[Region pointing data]
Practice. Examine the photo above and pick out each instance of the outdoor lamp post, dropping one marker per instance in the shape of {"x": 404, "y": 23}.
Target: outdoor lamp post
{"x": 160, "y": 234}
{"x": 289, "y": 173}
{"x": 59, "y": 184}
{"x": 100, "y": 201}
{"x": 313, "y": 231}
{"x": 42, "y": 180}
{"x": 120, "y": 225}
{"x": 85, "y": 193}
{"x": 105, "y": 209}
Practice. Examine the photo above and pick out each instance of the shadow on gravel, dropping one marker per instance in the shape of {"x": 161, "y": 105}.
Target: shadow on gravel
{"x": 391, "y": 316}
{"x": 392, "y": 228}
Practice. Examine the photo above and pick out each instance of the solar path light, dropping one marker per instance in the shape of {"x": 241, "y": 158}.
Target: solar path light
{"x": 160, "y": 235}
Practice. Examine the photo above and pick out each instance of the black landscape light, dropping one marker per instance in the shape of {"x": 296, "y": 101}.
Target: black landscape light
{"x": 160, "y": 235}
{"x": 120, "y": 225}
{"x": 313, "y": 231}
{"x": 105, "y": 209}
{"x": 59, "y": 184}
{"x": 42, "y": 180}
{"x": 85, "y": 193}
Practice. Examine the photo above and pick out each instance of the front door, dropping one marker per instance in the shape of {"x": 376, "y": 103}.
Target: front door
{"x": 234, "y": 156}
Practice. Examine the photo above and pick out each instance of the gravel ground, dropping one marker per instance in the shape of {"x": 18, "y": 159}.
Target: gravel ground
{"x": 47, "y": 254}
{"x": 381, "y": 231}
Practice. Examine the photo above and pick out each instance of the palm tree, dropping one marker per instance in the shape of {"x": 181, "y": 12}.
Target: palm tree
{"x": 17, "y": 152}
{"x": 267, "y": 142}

...

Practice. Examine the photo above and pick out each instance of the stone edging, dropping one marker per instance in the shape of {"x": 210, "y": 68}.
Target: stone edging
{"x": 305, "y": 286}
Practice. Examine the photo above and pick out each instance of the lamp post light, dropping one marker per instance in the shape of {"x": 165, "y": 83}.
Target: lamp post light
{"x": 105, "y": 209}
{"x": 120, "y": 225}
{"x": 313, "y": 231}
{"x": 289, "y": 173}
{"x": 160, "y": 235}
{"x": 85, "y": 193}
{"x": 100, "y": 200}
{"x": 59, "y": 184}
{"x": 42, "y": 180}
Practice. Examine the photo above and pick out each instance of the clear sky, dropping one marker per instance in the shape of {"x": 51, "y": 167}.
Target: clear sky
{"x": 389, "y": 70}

-- Goal of the exercise --
Beginning at the line with "of the solar" and stopping after the line with "of the front", please write out every line of the data above exactly and nothing else.

-- Reply to the exercise --
Practice. Examine the photo above and pick out each instance of the solar path light, dropping one marker per instance in the shape of {"x": 241, "y": 158}.
Target: solar path light
{"x": 160, "y": 235}
Practice. Examine the photo above and pick out each instance of the black landscape light, dropping one marker per instance in the shape of {"x": 296, "y": 101}.
Target: black landscape light
{"x": 160, "y": 235}
{"x": 120, "y": 225}
{"x": 313, "y": 231}
{"x": 105, "y": 209}
{"x": 59, "y": 184}
{"x": 42, "y": 180}
{"x": 85, "y": 193}
Practice. Examine the photo above and pick out each instance of the front door, dropping one marker per instance in the shape of {"x": 376, "y": 103}.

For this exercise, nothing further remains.